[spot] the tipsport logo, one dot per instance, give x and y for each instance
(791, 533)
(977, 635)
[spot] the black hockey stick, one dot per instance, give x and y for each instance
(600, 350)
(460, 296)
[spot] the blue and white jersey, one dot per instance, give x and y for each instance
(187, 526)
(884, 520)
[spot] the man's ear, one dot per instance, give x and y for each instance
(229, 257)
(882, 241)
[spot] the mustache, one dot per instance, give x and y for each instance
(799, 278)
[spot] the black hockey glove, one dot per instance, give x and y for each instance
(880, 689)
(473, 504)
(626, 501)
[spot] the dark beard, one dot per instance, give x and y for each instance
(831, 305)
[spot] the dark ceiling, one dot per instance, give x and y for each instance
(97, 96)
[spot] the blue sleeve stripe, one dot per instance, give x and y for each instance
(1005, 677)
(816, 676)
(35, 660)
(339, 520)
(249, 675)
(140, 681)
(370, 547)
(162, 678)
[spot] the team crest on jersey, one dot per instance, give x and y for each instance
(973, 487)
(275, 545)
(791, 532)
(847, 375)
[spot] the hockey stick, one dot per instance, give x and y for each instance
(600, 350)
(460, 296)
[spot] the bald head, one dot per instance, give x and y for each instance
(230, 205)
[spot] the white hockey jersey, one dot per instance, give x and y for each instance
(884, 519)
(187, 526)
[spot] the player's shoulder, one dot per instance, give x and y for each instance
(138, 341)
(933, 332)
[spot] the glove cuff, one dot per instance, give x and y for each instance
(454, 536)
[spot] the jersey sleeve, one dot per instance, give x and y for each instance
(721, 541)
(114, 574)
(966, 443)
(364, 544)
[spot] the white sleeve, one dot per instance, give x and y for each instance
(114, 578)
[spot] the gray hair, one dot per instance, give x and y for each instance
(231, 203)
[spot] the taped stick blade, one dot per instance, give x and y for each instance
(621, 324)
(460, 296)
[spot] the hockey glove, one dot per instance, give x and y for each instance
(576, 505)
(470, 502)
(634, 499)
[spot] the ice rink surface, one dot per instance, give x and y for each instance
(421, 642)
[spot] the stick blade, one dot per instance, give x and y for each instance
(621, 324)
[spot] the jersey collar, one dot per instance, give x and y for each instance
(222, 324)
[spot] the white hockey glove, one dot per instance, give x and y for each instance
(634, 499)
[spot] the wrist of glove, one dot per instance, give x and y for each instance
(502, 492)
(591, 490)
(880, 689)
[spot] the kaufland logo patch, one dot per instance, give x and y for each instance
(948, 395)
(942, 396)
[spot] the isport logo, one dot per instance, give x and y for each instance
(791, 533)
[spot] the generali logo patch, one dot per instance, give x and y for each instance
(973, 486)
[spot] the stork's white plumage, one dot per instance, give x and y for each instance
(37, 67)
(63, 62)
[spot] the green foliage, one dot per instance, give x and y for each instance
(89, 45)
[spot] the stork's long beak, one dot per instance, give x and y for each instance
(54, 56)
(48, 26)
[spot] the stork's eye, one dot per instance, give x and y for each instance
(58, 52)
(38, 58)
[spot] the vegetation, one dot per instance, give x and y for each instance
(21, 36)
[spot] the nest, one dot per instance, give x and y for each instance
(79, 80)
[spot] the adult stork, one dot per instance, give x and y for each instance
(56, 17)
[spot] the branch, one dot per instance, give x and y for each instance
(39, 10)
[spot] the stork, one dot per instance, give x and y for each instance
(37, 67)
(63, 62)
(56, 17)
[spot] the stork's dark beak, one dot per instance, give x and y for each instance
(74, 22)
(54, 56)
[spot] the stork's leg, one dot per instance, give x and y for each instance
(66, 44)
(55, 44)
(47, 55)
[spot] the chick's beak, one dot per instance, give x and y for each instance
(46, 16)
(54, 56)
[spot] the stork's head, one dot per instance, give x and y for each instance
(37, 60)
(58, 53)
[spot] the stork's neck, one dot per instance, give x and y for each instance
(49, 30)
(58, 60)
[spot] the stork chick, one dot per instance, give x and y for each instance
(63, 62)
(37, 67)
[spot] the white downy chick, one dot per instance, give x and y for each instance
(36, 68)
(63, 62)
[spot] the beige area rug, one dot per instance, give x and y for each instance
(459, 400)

____________

:: Your objective ::
Set down exactly what runs from the line with "[spot] the stork's dark" to the last line of the data above, including both of those lines and no others.

:: Full response ::
[spot] the stork's dark beak, one dot per instance, give x and y for each instance
(74, 22)
(54, 56)
[spot] the stork's leg, one dot per instance, give x and y for each instance
(66, 44)
(55, 44)
(47, 55)
[spot] the chick's beak, one dot per instance, give x and y for each instance
(46, 16)
(54, 56)
[spot] the stork's head, one dot per instance, give x and y for each instance
(37, 60)
(58, 53)
[spot] the stork's neck, one dot per instance, give x and y for each instance
(49, 30)
(58, 60)
[spot] the stork chick, one dot per instance, give x and y for each instance
(63, 62)
(37, 67)
[spot] the white downy chick, one dot per instance, give x and y for each instance
(36, 68)
(63, 62)
[spot] the beige area rug, one dot per instance, give x and y for each instance
(459, 400)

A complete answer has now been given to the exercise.